Exactly the lines from the one that contains "Query: kingfisher" through the end of the material below are to be output, the first and last included.
*** Opening of Extracted data ***
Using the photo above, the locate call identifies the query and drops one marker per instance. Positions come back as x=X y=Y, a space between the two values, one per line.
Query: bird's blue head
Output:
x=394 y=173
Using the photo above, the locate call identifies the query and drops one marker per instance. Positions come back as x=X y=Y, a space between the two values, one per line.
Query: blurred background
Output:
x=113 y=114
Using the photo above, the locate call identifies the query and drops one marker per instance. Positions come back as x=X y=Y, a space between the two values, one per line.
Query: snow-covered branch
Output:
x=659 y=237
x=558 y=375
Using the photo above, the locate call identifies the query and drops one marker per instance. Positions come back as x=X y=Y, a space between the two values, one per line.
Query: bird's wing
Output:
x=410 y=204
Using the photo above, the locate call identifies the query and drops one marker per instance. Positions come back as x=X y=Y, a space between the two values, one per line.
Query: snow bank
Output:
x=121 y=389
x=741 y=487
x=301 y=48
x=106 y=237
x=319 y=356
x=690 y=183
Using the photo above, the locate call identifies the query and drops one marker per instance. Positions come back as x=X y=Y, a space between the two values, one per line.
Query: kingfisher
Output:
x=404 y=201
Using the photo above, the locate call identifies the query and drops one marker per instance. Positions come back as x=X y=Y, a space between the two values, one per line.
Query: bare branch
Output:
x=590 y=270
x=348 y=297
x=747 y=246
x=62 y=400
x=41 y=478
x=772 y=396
*** Close of Extracted data ***
→ **Answer to this problem**
Query: kingfisher
Output:
x=404 y=201
Using the photo above, the locate call identifies the query and drops one marker per instance. Positions come back as x=X y=Y, a space between the two values, one per line.
Query: bare branch
Output:
x=590 y=270
x=348 y=297
x=747 y=246
x=62 y=400
x=41 y=478
x=772 y=396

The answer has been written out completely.